EXERCISE INSTRUCTIONS:
[a] In the mailing-list reply on join selectivity estimates, how many rows does the planner estimate for the EXISTS query on lineitem?
[b] Extend the mailing-list reply on join selectivity estimates, picking up after its last line.
***** SOURCE EXCERPT *****
Quick Links

Re: <> join selectivity estimate question

From:	Robert Haas <robertmhaas(at)gmail(dot)com>
To:	Thomas Munro <thomas(dot)munro(at)enterprisedb(dot)com>
Cc:	Pg Hackers <pgsql-hackers(at)postgresql(dot)org>
Subject:	Re: <> join selectivity estimate question
Date:	2017-03-17 16:14:29
Message-ID:	CA+TgmoYQXgkxcH0jAcaUC6dtqLz5PsV5JT8bp6Oh4XPPsOTzPw@mail.gmail.com
Views:	Raw Message \| Whole Thread \| Download mbox \| Resend email
Thread:
Lists:	pgsql-hackers

On Fri, Mar 17, 2017 at 1:54 AM, Thomas Munro
<thomas(dot)munro(at)enterprisedb(dot)com> wrote:
> SELECT *
> FROM lineitem l1
> WHERE EXISTS (SELECT *
> FROM lineitem l2
> WHERE l1.l_orderkey = l2.l_orderkey);
>
> -> estimates 59986012 rows, actual rows 59,986,052 (scale 10 TPCH)
***** EXTRACTED INFORMATION *****
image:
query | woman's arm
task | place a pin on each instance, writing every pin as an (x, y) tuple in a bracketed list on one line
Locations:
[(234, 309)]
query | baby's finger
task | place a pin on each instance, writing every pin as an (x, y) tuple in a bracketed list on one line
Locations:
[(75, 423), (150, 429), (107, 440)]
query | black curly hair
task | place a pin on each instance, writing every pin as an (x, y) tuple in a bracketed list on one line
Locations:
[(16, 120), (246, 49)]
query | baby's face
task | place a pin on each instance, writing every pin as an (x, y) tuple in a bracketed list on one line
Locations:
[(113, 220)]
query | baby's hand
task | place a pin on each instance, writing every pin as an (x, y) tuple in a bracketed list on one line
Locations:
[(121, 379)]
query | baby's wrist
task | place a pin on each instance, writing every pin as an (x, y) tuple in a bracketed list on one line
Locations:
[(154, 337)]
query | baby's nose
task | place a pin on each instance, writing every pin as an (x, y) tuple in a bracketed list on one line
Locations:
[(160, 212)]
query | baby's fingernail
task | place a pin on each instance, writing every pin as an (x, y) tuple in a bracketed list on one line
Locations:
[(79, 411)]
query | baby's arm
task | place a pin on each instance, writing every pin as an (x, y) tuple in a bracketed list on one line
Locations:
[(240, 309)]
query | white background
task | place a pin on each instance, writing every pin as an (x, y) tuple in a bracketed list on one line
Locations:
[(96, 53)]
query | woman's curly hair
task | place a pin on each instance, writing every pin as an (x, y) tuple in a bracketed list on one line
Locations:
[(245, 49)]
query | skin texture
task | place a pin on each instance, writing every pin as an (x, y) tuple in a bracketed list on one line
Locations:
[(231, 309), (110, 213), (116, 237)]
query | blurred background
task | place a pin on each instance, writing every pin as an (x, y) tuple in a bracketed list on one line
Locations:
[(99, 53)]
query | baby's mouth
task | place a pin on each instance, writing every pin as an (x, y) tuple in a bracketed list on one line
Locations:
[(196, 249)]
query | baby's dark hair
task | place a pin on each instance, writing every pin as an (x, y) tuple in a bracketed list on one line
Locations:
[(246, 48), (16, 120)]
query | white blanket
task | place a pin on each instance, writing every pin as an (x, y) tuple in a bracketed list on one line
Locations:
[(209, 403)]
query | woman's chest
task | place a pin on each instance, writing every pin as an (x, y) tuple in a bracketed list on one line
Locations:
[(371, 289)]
*****
OUTPUTS FOR THE TASKS:
[a] 59986012 rows

[b]
>
> SELECT *
> FROM lineitem l1
> WHERE EXISTS (SELECT *
> FROM lineitem l2
> WHERE l1.l_orderkey = l2.l_orderkey
> AND l1.l_suppkey <> l2.l_suppkey);
>
> -> estimates 1 row, actual rows 57,842,090 (scale 10 TPCH)

The relevant code is in neqsel(). It estimates the fraction of rows
that will be equal, and then does 1 - that number. Evidently, the
query planner thinks that l1.l_suppkey = l2.l_suppkey would almost
always be true, and therefore l1.l_suppkey <> l2.l_suppkey will almost
always be false. I think the presumed selectivity of l1.l_suppkey =
l2.l_suppkey is being computed by var_eq_non_const(), but I'm a little
puzzled by that function is managing to produce a selectivity estimate
of, essentially, 1.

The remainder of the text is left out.